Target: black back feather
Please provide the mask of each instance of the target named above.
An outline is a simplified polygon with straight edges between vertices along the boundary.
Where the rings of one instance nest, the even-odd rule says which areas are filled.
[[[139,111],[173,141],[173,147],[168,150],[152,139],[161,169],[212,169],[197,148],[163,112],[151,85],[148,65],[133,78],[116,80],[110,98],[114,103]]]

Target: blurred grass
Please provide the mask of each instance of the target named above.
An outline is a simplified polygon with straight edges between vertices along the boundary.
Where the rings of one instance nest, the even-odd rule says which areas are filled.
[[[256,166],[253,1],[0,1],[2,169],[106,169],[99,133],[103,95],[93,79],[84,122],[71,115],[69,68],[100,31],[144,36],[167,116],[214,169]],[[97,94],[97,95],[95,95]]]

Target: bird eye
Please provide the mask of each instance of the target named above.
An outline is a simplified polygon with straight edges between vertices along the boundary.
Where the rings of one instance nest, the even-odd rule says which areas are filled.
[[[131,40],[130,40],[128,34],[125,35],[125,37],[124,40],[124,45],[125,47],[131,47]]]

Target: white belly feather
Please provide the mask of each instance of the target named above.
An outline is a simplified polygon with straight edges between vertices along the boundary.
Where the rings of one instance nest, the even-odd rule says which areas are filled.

● **Given instruction**
Copy out all of the rows above word for word, leaving nothing out and changing nothing.

● **Reply to the exercise**
Target: black back feather
Please provide the mask of each instance of the target named above.
An outline is a simplified polygon with straight edges between vertices along the boundary.
Where the rings of one instance nest, the even-odd rule says which areas are filled.
[[[139,111],[173,141],[173,147],[168,150],[152,139],[161,169],[212,169],[197,148],[163,112],[151,85],[148,65],[133,78],[116,80],[110,98],[114,103]]]

Target: blurred grass
Please provide the mask of each instance of the target named above.
An outline is a simplified polygon with straight edges between vertices along the boundary.
Where the rings of one instance nest, the even-odd rule says which areas are filled.
[[[256,166],[253,1],[0,1],[2,169],[106,169],[99,133],[103,95],[93,79],[84,122],[71,115],[69,68],[100,31],[144,36],[167,116],[214,169]],[[97,94],[97,95],[95,95]]]

Target: bird eye
Please provide the mask of each instance of the target named above.
An outline is a simplified polygon with straight edges between vertices along the boundary.
Where the rings of one instance nest, the even-odd rule says which areas are filled.
[[[131,40],[130,40],[128,34],[125,35],[125,37],[124,40],[124,45],[125,47],[131,47]]]

Target: white belly feather
Please provide the mask of each instance of the target named above.
An outline is a simplified polygon with straight edges between vertices along the boundary.
Where the rings of one instance nest, the even-odd rule says which areas are filled.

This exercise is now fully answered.